Seen through the prism of ideology, 21st- century Britain has undergone sea changes, even convulsions. Not long ago the grand ideologies — conservatism, liberalism, socialism — were predominant. Their messages were clear, their packaging simple and their beliefs comprehensive. They were disseminated not just through manifestos but through respectable books and newspapers, eloquent leaders, party machines and political movements. But major ideational developments have since taken place in contemporary societies, including the UK. In order to detect them we need to look past the conventional pejorative labelling of arguments as ‘ideological’ and examine more closely the ways in which ideologies are produced and disseminated.

Ideology has not entirely shed its stultifying connotations. These conjure up a superimposed and doctrinaire set of political ideas. This view associates ideology with oppression, dogmatism, closure, abstraction and distortion. There is still a tug-of-war between those who hold to such a Marxist-inspired understanding of ideology as monolithic and those who accept the multiplicity of ideologies in plural, complex societies. Of course, some voices deny the significance of ideas in political conduct, pointing instead to economic self-interest, pragmatism, or unreflective spur-of-the moment impulse. But it is indisputable that ideologies matter enormously in our political lives, in every sphere of social interaction and at varying levels of sophistication evident in political discussion, and that they can serve as sources of great inventiveness, reform and inspiration.

Ideologies display less internal coherence and more fragmentation, enabling the combination of ideological elements once ruled invalid

From political parties to local councils, neighbourhood support groups and pub conversations, we find people expressing preferences about their shared lives. We support, criticise, reject and dream about the collective arrangements of our society, and often of other societies as well. We invoke allegiances and hostilities towards them. In our imaginations we draw ideational maps — sophisticated or disjointed — of the social and political terrain we invariably need to navigate, and frequently stumble through, to make sense of our worlds. Just as Molière’s M. Jourdain discovered that he had been speaking prose all his life, we are not always aware that we think ideologically as a matter of course. Our diverse worlds increasingly confer subtler meanings on what ideologies are and do, above all as open and fluid competitions over the control of political language; for whoever controls the meanings of words holds society in an iron grip. As Humpty Dumpty famously replied to Alice’s query whether one can make words mean so many different things: “The question is, which is to be master — that’s all.”

#### Given data
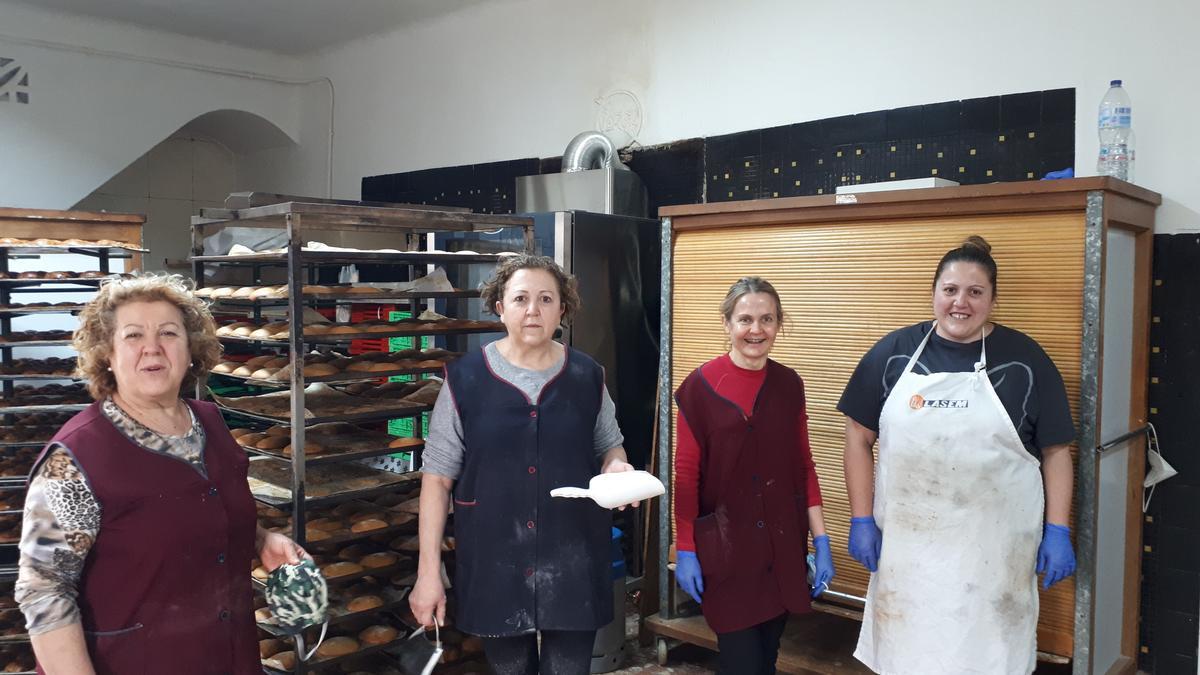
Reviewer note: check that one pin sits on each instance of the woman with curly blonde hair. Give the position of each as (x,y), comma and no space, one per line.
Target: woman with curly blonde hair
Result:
(139,526)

#### What the task asks
Copy out the excerpt on ideology in twenty-first-century Britain above, word for word and in full.

#### Written response
Seen through the prism of ideology, 21st- century Britain has undergone sea changes, even convulsions. Not long ago the grand ideologies — conservatism, liberalism, socialism — were predominant. Their messages were clear, their packaging simple and their beliefs comprehensive. They were disseminated not just through manifestos but through respectable books and newspapers, eloquent leaders, party machines and political movements. But major ideational developments have since taken place in contemporary societies, including the UK. In order to detect them we need to look past the conventional pejorative labelling of arguments as ‘ideological’ and examine more closely the ways in which ideologies are produced and disseminated.

Ideology has not entirely shed its stultifying connotations. These conjure up a superimposed and doctrinaire set of political ideas. This view associates ideology with oppression, dogmatism, closure, abstraction and distortion. There is still a tug-of-war between those who hold to such a Marxist-inspired understanding of ideology as monolithic and those who accept the multiplicity of ideologies in plural, complex societies. Of course, some voices deny the significance of ideas in political conduct, pointing instead to economic self-interest, pragmatism, or unreflective spur-of-the moment impulse. But it is indisputable that ideologies matter enormously in our political lives, in every sphere of social interaction and at varying levels of sophistication evident in political discussion, and that they can serve as sources of great inventiveness, reform and inspiration.

Ideologies display less internal coherence and more fragmentation, enabling the combination of ideological elements once ruled invalid

From political parties to local councils, neighbourhood support groups and pub conversations, we find people expressing preferences about their shared lives. We support, criticise, reject and dream about the collective arrangements of our society, and often of other societies as well. We invoke allegiances and hostilities towards them. In our imaginations we draw ideational maps — sophisticated or disjointed — of the social and political terrain we invariably need to navigate, and frequently stumble through, to make sense of our worlds. Just as Molière’s M. Jourdain discovered that he had been speaking prose all his life, we are not always aware that we think ideologically as a matter of course. Our diverse worlds increasingly confer subtler meanings on what ideologies are and do, above all as open and fluid competitions over the control of political language; for whoever controls the meanings of words holds society in an iron grip. As Humpty Dumpty famously replied to Alice’s query whether one can make words mean so many different things: “The question is, which is to be master — that’s all.”